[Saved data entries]

╭──

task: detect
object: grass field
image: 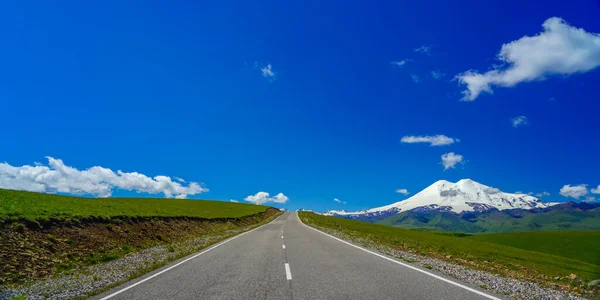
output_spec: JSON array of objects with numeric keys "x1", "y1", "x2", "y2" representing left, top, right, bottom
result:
[
  {"x1": 468, "y1": 230, "x2": 600, "y2": 267},
  {"x1": 0, "y1": 188, "x2": 268, "y2": 222},
  {"x1": 299, "y1": 212, "x2": 600, "y2": 284}
]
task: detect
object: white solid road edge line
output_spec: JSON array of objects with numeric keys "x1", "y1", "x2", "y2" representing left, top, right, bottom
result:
[
  {"x1": 284, "y1": 263, "x2": 292, "y2": 280},
  {"x1": 296, "y1": 214, "x2": 501, "y2": 300},
  {"x1": 282, "y1": 244, "x2": 286, "y2": 249},
  {"x1": 98, "y1": 215, "x2": 282, "y2": 300}
]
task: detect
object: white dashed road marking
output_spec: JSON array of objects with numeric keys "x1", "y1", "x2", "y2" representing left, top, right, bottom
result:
[{"x1": 284, "y1": 263, "x2": 292, "y2": 280}]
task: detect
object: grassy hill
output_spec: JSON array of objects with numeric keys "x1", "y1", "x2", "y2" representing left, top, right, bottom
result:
[
  {"x1": 0, "y1": 188, "x2": 268, "y2": 223},
  {"x1": 0, "y1": 188, "x2": 279, "y2": 287},
  {"x1": 299, "y1": 212, "x2": 600, "y2": 286},
  {"x1": 375, "y1": 206, "x2": 600, "y2": 233}
]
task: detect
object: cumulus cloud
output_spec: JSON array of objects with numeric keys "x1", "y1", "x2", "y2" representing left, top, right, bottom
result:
[
  {"x1": 410, "y1": 74, "x2": 421, "y2": 83},
  {"x1": 230, "y1": 199, "x2": 239, "y2": 203},
  {"x1": 244, "y1": 192, "x2": 289, "y2": 205},
  {"x1": 401, "y1": 135, "x2": 459, "y2": 146},
  {"x1": 535, "y1": 191, "x2": 551, "y2": 197},
  {"x1": 414, "y1": 45, "x2": 432, "y2": 55},
  {"x1": 391, "y1": 59, "x2": 411, "y2": 67},
  {"x1": 333, "y1": 198, "x2": 346, "y2": 204},
  {"x1": 584, "y1": 196, "x2": 597, "y2": 202},
  {"x1": 559, "y1": 184, "x2": 588, "y2": 200},
  {"x1": 261, "y1": 63, "x2": 275, "y2": 78},
  {"x1": 0, "y1": 157, "x2": 208, "y2": 198},
  {"x1": 431, "y1": 70, "x2": 445, "y2": 79},
  {"x1": 456, "y1": 17, "x2": 600, "y2": 101},
  {"x1": 441, "y1": 152, "x2": 464, "y2": 170},
  {"x1": 395, "y1": 188, "x2": 409, "y2": 195},
  {"x1": 511, "y1": 116, "x2": 529, "y2": 128},
  {"x1": 591, "y1": 185, "x2": 600, "y2": 194}
]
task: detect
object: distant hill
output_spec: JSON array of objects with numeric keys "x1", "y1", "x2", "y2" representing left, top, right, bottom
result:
[
  {"x1": 376, "y1": 202, "x2": 600, "y2": 233},
  {"x1": 322, "y1": 179, "x2": 600, "y2": 233}
]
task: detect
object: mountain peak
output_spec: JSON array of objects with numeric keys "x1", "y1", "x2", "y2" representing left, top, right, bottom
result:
[
  {"x1": 457, "y1": 178, "x2": 476, "y2": 184},
  {"x1": 432, "y1": 179, "x2": 453, "y2": 186},
  {"x1": 333, "y1": 179, "x2": 554, "y2": 216}
]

╰──

* **Task objective**: If a line above includes the string "hill", pick it out.

* **Solution to this problem**:
object: grassy hill
object: distant hill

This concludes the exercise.